(Data extracted from a collection)
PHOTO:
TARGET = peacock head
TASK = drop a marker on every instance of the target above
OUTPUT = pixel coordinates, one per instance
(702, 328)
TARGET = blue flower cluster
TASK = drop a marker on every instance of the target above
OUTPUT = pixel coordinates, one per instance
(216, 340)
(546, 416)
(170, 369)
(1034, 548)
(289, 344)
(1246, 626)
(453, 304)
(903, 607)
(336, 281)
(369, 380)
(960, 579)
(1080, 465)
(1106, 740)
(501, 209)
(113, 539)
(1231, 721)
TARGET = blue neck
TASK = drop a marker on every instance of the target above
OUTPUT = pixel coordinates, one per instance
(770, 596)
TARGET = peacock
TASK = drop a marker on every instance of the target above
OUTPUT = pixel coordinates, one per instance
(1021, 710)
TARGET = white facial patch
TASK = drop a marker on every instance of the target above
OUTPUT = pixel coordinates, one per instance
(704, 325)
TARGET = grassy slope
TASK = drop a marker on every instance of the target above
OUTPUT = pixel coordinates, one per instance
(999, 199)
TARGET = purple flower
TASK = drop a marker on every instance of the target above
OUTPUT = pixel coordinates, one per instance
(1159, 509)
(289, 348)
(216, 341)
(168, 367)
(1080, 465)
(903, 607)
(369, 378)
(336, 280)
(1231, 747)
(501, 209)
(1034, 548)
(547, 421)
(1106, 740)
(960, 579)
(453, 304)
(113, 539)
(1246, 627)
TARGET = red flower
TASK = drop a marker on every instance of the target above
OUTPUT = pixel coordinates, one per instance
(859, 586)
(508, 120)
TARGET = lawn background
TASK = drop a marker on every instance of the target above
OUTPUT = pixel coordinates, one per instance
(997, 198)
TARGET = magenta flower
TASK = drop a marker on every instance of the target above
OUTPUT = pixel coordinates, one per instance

Problem requirements: In full and without deviation, reproduce the entries above.

Result of this task:
PHOTO:
TARGET = peacock head
TASK = drop a marker on every instance of the target above
OUTPUT = pixel coordinates, one per instance
(702, 328)
TARGET = blue flower cluster
TASK = drop a marker on every instance of the target above
OUTPUT = pixel coordinates, one per instance
(216, 340)
(546, 416)
(170, 369)
(1034, 548)
(289, 344)
(1246, 626)
(453, 304)
(903, 607)
(336, 281)
(369, 380)
(960, 579)
(1080, 465)
(1106, 740)
(501, 209)
(113, 539)
(1231, 721)
TARGET = blue neck
TASK = drop a marker on every instance of the target above
OUTPUT = pixel coordinates, one per instance
(770, 596)
TARGET = peacock
TASK = drop a marker on every instance of the target above
OUTPUT = pixel coordinates, one per instance
(1021, 710)
TARGET = white facial patch
TASK = drop a marker on every instance of the target above
OUTPUT = pixel coordinates, one per instance
(704, 325)
TARGET = grassy slope
TASK = drop a marker on every instance of the target above
OUTPUT = pixel coordinates, one per instance
(999, 199)
TARGET = purple flower
TASK = drop a marker on every instance of the target above
OUTPUT = pixel coordinates, one per instance
(1159, 509)
(289, 348)
(216, 341)
(168, 367)
(1080, 465)
(903, 607)
(369, 378)
(336, 280)
(1231, 747)
(501, 209)
(1034, 548)
(547, 421)
(1106, 740)
(960, 579)
(453, 304)
(113, 539)
(1246, 627)
TARGET = red flower
TASK = drop a marker on every instance of the target above
OUTPUT = pixel coordinates, one per instance
(859, 586)
(508, 120)
TARGET = lawn background
TASK = drop a marker on every instance of the target above
OUTPUT = pixel coordinates, one per instance
(997, 198)
TARGET = magenta flower
TASK = drop a marker on every instance of the target above
OUTPUT = pixel coordinates, one per instance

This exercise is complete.